◆ ПИСЬМЕННОЕ ЗАДАНИЕ A ◆
Перепишите фрагмент текста страницы, начиная с «Ключевые слова: свобода» и далее до «of a personality.», заменив «personality» на «individual».

-*-*-

ВЕСТН. МОСК. УН-ТА. СЕР. 7. ФИЛОСОФИЯ. 2015. № 6
Г.Я. Стрельцова*
ПАРАДОКСЫ СВОБОДЫ ВОЛИ
Статья отражает стремление автора уточнить само понятие свободы, которое очень часто употребляется или слишком широко, или метафорически, или иносказательно, но только не в собственном, довольно узком смысле, который связан с духовно-нравственным бытием человека и соответственно с его нравственным сознанием. Однако, несмотря на фундаментальность свободы воли, к ней одной не сводится свобода человека, которая включает многообразные смыслы и аспекты, отражающие бесконечную сложность личности.
Ключевые слова: свобода воли, духовно-нравственное бытие.
G.Ya. S t r e l t s o v a. The paradoxes of free will
The author strives for clarifying the notion of free will that we use so often or too wide or figuratively or allusively but only not so as it must be connected with spiritual and moral being of a man and his moral consciousness. However in spite of fundamentality of free will the freedom of human being includes also many meanings and aspects which reflect infinite complexity of a personality.

-*-*-

◆ ПИСЬМЕННОЕ ЗАДАНИЕ B ◆
Верните из списка все строки, где встречается слово «leaf», с учетом регистра.

◆ СПИСОК ◆

-*-*-

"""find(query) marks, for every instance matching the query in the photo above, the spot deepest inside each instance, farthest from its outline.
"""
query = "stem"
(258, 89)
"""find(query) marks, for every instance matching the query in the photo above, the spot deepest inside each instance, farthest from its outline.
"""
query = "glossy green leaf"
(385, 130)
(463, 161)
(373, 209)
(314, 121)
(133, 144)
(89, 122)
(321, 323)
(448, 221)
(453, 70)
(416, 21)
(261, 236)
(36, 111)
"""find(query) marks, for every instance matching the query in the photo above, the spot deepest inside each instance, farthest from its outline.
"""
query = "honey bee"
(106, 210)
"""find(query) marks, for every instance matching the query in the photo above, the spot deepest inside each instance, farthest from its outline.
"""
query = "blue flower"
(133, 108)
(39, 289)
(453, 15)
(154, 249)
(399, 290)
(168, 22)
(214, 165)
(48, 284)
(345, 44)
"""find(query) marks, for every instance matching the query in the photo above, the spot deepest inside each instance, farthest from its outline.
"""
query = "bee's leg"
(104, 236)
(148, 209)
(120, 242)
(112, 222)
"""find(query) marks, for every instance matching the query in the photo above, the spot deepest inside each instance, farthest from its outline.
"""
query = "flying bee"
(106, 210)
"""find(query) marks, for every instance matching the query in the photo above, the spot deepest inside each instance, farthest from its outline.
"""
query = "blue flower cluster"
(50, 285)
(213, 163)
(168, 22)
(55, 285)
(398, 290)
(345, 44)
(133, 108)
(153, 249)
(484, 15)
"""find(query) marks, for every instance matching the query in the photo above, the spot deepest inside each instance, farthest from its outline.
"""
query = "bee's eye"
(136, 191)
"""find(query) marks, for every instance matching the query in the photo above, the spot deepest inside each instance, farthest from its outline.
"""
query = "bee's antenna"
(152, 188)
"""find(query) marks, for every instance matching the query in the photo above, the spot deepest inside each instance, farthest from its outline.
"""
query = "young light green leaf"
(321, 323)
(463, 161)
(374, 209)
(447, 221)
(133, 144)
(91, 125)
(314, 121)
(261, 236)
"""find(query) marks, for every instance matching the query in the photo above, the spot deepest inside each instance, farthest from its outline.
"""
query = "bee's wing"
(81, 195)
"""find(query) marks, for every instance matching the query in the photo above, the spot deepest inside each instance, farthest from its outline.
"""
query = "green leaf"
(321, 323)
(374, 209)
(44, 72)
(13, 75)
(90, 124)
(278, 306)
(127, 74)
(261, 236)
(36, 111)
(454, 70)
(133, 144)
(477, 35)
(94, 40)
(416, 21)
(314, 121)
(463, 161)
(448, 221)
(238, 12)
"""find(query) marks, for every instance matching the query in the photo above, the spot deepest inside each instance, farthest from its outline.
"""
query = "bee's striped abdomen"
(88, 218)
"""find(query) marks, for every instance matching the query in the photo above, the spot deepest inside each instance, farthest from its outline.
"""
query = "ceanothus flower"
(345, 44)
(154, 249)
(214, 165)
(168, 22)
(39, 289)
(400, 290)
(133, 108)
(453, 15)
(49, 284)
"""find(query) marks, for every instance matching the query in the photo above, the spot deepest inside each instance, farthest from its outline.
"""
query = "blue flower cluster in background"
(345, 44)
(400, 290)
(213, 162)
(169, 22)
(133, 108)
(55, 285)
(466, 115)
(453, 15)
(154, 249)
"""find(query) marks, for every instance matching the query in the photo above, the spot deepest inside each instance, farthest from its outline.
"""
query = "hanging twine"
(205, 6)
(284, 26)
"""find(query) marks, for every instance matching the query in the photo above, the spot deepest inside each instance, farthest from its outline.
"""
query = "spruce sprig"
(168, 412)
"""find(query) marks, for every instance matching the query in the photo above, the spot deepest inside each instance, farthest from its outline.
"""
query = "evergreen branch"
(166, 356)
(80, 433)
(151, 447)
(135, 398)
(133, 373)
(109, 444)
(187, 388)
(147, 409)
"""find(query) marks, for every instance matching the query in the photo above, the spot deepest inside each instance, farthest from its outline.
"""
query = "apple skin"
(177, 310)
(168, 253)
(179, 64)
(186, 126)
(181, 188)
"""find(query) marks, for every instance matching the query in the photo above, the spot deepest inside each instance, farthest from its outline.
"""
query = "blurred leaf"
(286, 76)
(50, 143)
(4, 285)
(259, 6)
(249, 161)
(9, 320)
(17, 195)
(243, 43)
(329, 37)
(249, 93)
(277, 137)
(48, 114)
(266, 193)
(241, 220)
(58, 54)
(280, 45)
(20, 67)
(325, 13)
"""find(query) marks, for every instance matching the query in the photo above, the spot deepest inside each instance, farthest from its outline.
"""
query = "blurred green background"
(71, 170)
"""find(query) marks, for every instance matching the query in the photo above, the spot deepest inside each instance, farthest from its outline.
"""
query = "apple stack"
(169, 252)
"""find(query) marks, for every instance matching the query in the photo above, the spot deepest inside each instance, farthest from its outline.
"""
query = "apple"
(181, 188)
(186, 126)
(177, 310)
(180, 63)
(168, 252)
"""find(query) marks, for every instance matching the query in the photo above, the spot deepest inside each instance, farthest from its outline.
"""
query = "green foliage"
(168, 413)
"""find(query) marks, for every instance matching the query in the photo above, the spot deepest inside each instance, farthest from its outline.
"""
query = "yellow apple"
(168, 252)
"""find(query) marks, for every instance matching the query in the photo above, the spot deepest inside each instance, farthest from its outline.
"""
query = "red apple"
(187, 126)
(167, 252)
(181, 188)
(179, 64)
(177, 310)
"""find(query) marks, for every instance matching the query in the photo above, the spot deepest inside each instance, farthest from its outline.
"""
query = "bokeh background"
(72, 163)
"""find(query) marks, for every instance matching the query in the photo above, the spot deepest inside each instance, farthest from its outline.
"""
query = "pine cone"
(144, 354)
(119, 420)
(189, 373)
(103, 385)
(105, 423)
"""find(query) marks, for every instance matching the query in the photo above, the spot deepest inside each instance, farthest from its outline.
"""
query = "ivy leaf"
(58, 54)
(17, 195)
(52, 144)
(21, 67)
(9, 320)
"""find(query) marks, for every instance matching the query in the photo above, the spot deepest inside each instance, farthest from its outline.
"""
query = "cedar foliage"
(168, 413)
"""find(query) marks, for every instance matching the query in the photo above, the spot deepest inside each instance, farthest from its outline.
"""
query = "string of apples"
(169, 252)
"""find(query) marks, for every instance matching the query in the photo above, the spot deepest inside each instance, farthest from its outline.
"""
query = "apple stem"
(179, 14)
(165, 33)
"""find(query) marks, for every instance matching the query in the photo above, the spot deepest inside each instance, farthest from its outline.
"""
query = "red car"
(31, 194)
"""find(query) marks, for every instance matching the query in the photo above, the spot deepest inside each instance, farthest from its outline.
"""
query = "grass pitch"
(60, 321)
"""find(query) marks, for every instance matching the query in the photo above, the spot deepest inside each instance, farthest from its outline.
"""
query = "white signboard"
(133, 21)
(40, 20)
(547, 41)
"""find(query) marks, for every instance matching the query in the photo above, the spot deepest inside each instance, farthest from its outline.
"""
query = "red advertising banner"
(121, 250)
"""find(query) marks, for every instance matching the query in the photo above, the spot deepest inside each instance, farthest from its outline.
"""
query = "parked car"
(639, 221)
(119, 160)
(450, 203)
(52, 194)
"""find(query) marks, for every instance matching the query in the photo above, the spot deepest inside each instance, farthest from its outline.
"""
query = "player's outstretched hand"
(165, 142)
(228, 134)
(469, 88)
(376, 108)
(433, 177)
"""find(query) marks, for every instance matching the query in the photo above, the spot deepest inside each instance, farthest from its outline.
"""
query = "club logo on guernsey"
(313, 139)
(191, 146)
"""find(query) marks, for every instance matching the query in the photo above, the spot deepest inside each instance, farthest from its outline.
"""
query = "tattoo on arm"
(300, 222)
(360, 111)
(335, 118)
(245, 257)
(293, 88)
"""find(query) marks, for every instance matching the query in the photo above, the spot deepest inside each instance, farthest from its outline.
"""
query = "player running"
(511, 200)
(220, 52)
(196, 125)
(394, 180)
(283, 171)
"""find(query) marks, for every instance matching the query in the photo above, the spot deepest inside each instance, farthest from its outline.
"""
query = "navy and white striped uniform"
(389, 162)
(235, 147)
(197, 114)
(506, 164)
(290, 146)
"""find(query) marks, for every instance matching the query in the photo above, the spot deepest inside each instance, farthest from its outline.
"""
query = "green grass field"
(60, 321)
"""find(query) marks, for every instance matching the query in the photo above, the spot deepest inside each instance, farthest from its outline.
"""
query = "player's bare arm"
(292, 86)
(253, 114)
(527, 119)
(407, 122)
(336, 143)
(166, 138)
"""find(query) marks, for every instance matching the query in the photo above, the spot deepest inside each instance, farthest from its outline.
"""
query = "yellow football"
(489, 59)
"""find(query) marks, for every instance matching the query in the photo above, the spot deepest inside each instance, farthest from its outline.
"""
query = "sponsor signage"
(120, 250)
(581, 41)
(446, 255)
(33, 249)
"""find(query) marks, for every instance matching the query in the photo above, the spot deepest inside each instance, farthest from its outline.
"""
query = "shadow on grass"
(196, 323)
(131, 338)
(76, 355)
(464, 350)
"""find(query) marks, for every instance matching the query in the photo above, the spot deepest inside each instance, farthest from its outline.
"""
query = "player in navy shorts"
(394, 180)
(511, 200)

-*-*-

◆ ИТОГОВЫЙ РЕЗУЛЬТАТ A ◆
Ключевые слова: свобода воли, духовно-нравственное бытие.
G.Ya. S t r e l t s o v a. The paradoxes of free will
The author strives for clarifying the notion of free will that we use so often or too wide or figuratively or allusively but only not so as it must be connected with spiritual and moral being of a man and his moral consciousness. However in spite of fundamentality of free will the freedom of human being includes also many meanings and aspects which reflect infinite complexity of a individual.

◆ ИТОГОВЫЙ РЕЗУЛЬТАТ B ◆
query = "glossy green leaf"
query = "young light green leaf"
query = "green leaf"
query = "blurred leaf"
query = "ivy leaf"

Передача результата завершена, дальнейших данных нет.